BEGIN Record set

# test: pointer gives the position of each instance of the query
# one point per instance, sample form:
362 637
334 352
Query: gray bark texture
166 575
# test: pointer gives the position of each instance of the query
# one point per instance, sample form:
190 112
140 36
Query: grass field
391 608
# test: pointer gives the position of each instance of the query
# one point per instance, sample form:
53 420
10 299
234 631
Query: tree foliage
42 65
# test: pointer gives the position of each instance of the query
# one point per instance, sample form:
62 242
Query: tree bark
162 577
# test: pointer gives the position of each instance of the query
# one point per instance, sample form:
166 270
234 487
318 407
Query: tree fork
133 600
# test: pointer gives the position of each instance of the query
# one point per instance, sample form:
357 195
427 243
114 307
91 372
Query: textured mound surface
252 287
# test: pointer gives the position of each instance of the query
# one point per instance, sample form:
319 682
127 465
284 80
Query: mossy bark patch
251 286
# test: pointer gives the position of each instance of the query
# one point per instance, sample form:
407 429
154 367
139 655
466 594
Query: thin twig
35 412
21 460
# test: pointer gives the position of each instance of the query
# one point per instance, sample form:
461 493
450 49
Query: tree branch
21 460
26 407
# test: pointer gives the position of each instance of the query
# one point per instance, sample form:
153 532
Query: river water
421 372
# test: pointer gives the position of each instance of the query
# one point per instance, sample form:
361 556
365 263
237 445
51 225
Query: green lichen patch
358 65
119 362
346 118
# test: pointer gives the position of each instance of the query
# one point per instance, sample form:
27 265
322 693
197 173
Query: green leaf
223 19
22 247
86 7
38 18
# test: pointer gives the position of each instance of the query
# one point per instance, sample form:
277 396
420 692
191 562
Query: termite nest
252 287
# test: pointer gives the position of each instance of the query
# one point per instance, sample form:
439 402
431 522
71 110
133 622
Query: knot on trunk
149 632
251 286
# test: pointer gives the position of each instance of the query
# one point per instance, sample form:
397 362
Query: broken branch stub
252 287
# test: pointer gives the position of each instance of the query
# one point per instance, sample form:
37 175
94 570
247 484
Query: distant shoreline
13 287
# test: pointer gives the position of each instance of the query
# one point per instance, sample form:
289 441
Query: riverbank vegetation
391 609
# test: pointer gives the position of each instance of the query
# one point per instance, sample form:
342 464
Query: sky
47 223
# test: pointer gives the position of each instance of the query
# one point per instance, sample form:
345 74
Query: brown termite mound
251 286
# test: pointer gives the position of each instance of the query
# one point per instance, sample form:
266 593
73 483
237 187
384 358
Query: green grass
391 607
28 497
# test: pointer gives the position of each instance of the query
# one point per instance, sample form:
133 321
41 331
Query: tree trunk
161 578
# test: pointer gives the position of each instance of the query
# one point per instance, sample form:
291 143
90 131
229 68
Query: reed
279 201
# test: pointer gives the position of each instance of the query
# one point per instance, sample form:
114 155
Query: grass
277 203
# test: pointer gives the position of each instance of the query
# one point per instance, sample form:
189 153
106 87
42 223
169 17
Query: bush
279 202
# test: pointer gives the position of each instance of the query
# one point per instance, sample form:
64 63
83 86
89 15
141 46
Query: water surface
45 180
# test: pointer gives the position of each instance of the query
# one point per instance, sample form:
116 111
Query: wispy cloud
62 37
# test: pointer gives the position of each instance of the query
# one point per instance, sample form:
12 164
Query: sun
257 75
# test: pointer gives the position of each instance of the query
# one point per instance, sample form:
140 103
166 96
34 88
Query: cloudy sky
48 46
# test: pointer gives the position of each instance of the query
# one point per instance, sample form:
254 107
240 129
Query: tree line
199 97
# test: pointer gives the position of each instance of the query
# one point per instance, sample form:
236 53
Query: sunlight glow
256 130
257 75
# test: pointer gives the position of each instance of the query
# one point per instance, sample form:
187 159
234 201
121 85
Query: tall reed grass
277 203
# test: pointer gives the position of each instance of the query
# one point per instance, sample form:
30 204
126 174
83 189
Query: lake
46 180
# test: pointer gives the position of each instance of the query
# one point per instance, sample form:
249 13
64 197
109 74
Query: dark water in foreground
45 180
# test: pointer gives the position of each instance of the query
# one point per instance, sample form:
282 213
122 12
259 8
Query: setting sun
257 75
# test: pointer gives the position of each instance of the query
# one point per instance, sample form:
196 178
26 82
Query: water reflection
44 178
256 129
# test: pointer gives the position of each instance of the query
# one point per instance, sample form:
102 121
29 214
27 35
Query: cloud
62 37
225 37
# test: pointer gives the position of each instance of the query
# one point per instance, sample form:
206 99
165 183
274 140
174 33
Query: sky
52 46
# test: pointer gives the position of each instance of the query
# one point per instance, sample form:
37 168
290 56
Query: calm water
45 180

END Record set

What you should do
Can you give every line above again, exactly as written?

Response to this exercise
# test: pointer gives the position of each instance of the query
# one point per instance, sample form:
362 637
334 352
Query: gray bark texture
166 575
# test: pointer gives the position of each instance of the query
# one point per instance, sample form:
190 112
140 36
Query: grass field
391 608
# test: pointer gives the position of each instance of the query
# one point per instance, sample form:
53 420
10 299
234 631
Query: tree foliage
42 65
# test: pointer gives the position of each instance of the query
# one point per instance, sample form:
62 242
Query: tree bark
162 577
# test: pointer gives the position of each instance of the query
# one point per instance, sample form:
166 270
234 487
318 407
Query: tree fork
133 600
# test: pointer gives the position of each instance of the query
# one point per instance, sample form:
357 195
427 243
114 307
91 372
Query: textured mound surface
252 287
# test: pointer gives the position of each instance of the query
# one point per instance, sample form:
319 682
127 465
284 80
Query: mossy bark patch
251 286
# test: pointer gives the position of each instance of the query
# one point per instance, sample form:
407 429
154 367
139 655
466 594
Query: thin twig
35 412
21 460
# test: pointer gives the position of each instance of the query
# one point per instance, sample form:
461 493
450 49
Query: tree branch
21 460
26 407
# test: pointer gives the position of each instance of the query
# one point per instance, sample form:
153 532
Query: river water
421 372
# test: pointer gives the position of each instance of the query
# one point per instance, sample form:
361 556
365 263
237 445
51 225
Query: green lichen patch
358 65
119 362
346 118
# test: pointer gives the position of each instance of the query
# one point per instance, sample form:
27 265
322 693
197 173
Query: green leaf
223 19
22 247
86 7
38 18
# test: pointer gives the position of each instance of the query
# one point per instance, sample form:
277 396
420 692
191 562
Query: termite nest
252 287
# test: pointer gives the position of each instance of the query
# one point per instance, sample form:
439 402
431 522
71 110
133 622
Query: knot on trunk
149 632
251 286
# test: pointer gives the position of each instance of the query
# one point per instance, sample form:
397 362
Query: broken branch stub
252 287
# test: pointer gives the position of each instance of the query
# one point per instance, sample form:
37 175
94 570
247 484
Query: distant shoreline
13 287
# test: pointer gives the position of each instance of the query
# one point per instance, sample form:
289 441
Query: riverbank vegetation
391 609
# test: pointer gives the position of each instance of the query
# one point per instance, sample form:
342 464
Query: sky
47 223
# test: pointer gives the position of each instance of the query
# one point per instance, sample form:
345 74
Query: brown termite mound
251 286
# test: pointer gives the position of each instance of the query
# one point per instance, sample form:
266 593
73 483
237 187
384 358
Query: green grass
391 607
28 497
# test: pointer gives the position of each instance of the query
# one point per instance, sample form:
133 321
41 331
Query: tree trunk
161 578
# test: pointer gives the position of each instance of the query
# one point per instance, sample form:
291 143
90 131
229 68
Query: reed
279 201
# test: pointer gives the position of each instance of the query
# one point per instance, sample form:
114 155
Query: grass
277 203
# test: pointer gives the position of each instance of the query
# one point per instance, sample form:
189 153
106 87
42 223
169 17
Query: bush
279 202
# test: pointer gives the position of each instance of the query
# one point per instance, sample form:
64 63
83 86
89 15
141 46
Query: water surface
45 180
# test: pointer gives the position of each instance of the query
# one point per instance, sample form:
116 111
Query: wispy cloud
62 37
# test: pointer gives the position of each instance of the query
# one point per instance, sample form:
12 164
Query: sun
257 75
# test: pointer gives the position of each instance of the query
# one point per instance, sample form:
140 103
166 96
34 88
Query: cloudy sky
48 46
# test: pointer gives the position of each instance of the query
# one point per instance, sample form:
254 107
240 129
Query: tree line
199 97
# test: pointer gives the position of each instance of the query
# one point per instance, sample form:
236 53
Query: sunlight glow
256 130
257 75
# test: pointer gives the position of each instance of the query
# one point per instance, sample form:
187 159
234 201
121 85
Query: tall reed grass
277 203
# test: pointer gives the position of each instance of the query
# one point per instance, sample form:
30 204
126 174
83 189
Query: lake
46 180
# test: pointer gives the position of each instance of the query
# one point per instance, sample form:
249 13
64 197
109 74
Query: dark water in foreground
45 180
# test: pointer gives the position of each instance of the query
# one point per instance, sample form:
282 213
122 12
259 8
Query: setting sun
257 75
# test: pointer gives the position of each instance of the query
# one point per instance, sample form:
196 178
26 82
Query: water reflection
44 178
256 129
# test: pointer gives the position of each instance of the query
# one point per instance, sample form:
102 121
29 214
27 35
Query: cloud
62 37
225 37
# test: pointer gives the position of each instance of the query
# one point per instance, sample form:
206 99
165 183
274 140
174 33
Query: sky
52 46
# test: pointer gives the position of each instance of the query
# one point per instance, sample form:
37 168
290 56
Query: calm water
45 180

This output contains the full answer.